══ Stored records

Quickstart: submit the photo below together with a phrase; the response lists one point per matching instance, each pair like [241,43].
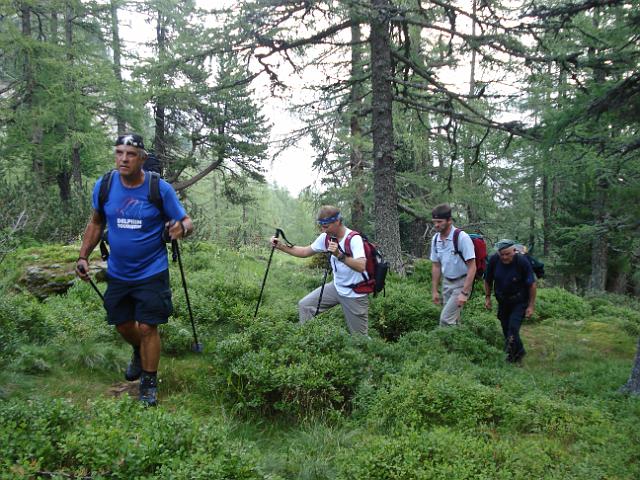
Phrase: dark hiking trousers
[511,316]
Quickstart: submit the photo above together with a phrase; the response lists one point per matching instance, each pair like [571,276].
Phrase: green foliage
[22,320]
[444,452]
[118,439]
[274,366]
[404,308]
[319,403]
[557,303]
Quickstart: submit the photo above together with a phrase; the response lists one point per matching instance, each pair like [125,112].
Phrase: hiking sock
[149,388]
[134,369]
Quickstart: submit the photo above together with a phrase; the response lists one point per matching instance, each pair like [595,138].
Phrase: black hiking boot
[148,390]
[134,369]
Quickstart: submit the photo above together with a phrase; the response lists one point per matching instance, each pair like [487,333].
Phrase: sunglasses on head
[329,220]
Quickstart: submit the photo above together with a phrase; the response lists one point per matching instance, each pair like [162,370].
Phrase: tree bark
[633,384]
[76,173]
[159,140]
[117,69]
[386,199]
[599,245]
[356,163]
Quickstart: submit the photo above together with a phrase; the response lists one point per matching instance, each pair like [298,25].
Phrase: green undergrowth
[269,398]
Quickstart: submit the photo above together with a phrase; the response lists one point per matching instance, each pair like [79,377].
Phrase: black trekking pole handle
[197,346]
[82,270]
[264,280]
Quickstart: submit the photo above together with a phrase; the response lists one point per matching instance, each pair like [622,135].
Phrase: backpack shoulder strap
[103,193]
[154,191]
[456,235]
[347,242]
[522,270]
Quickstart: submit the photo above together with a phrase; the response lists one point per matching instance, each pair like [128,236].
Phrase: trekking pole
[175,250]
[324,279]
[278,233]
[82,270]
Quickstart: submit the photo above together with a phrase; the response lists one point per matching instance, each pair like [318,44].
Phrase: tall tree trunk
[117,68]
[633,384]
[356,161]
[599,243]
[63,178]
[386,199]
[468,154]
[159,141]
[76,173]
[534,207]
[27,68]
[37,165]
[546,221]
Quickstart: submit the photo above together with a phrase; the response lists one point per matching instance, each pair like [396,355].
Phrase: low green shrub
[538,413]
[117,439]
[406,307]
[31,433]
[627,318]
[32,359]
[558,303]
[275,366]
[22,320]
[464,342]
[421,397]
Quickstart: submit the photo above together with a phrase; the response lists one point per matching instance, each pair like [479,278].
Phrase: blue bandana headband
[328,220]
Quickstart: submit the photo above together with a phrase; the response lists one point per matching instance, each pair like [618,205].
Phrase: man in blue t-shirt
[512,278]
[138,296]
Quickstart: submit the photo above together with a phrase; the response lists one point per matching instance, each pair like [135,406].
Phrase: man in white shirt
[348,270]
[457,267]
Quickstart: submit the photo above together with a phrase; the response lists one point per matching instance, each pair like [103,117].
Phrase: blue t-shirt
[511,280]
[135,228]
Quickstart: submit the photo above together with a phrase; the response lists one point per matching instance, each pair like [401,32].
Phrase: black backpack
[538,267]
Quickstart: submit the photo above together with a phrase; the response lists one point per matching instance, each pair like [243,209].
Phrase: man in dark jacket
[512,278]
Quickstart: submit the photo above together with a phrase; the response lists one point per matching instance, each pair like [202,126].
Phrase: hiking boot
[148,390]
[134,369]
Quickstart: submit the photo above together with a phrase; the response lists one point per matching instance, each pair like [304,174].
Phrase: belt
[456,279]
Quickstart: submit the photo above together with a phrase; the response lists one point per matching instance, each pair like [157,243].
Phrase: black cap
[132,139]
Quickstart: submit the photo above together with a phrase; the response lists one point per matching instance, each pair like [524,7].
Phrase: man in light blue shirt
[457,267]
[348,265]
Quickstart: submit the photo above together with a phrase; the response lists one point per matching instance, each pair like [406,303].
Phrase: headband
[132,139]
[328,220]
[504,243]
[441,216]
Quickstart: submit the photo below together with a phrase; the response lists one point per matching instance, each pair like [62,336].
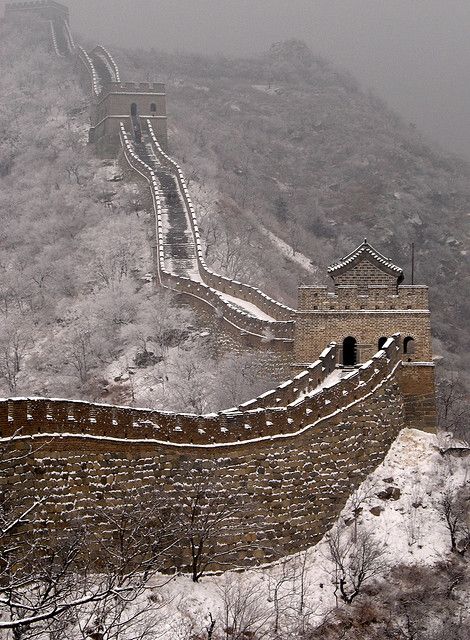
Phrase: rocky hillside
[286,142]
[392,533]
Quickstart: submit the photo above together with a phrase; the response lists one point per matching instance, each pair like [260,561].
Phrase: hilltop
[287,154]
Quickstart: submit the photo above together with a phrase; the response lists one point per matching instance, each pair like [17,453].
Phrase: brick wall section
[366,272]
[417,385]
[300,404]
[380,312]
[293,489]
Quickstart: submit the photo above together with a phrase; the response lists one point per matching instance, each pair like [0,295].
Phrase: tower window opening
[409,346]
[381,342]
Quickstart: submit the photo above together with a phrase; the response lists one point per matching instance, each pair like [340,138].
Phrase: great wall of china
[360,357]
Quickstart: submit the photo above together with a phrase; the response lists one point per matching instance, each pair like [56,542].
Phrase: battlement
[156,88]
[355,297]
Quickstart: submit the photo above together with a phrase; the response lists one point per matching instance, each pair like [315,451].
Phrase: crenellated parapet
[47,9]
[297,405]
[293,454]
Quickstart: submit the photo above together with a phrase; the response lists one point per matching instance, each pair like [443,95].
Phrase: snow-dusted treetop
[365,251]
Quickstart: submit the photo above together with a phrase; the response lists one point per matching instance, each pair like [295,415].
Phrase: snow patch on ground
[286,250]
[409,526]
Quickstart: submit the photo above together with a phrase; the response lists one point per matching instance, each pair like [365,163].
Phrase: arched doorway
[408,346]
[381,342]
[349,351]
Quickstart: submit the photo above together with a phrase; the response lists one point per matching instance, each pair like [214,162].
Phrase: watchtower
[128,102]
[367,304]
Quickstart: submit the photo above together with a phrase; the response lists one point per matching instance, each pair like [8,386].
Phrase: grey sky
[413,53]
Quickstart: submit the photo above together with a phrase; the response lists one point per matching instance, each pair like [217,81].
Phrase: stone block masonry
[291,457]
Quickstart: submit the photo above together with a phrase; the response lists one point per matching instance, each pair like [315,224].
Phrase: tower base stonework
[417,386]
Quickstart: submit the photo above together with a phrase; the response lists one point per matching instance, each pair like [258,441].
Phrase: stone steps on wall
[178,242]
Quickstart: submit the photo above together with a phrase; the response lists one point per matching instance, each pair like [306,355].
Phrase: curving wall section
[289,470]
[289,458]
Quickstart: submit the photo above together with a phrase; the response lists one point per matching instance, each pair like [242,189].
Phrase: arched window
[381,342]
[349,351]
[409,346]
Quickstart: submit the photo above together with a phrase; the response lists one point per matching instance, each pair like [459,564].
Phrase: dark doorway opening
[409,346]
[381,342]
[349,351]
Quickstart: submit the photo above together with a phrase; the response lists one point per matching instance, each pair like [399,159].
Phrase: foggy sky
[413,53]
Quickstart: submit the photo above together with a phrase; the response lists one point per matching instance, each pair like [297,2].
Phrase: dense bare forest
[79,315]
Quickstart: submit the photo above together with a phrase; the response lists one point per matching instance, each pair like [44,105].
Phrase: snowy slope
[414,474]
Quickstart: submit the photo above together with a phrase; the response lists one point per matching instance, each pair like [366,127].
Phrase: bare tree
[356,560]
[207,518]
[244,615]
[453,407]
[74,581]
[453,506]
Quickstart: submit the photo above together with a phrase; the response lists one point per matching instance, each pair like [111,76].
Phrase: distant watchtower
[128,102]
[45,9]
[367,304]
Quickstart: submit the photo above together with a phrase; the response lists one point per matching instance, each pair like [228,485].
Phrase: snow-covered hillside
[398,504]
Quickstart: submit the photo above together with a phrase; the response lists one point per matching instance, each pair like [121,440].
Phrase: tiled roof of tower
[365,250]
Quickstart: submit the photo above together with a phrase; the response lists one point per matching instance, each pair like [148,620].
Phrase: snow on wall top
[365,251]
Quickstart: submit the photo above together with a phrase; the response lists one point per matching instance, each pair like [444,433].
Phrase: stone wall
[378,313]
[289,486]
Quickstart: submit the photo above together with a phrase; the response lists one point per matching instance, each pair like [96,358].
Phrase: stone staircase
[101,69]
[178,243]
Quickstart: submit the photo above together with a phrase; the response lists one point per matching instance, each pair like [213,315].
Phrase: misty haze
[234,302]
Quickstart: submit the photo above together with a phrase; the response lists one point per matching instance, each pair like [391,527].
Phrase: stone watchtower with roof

════

### [What the exercise asks]
Reproduce the material verbatim, from the line containing "pair like [213,315]." through the final line of the material, including both.

### [Answer for this exercise]
Quickstart: submit the photo above together with a phrase; the response lists one point per matching instance, each pair like [213,315].
Phrase: misty haze
[234,302]
Quickstart: submit the photo above together with a phrase; the response lists one point per matching instance, each pair like [391,527].
Phrase: stone watchtower with roof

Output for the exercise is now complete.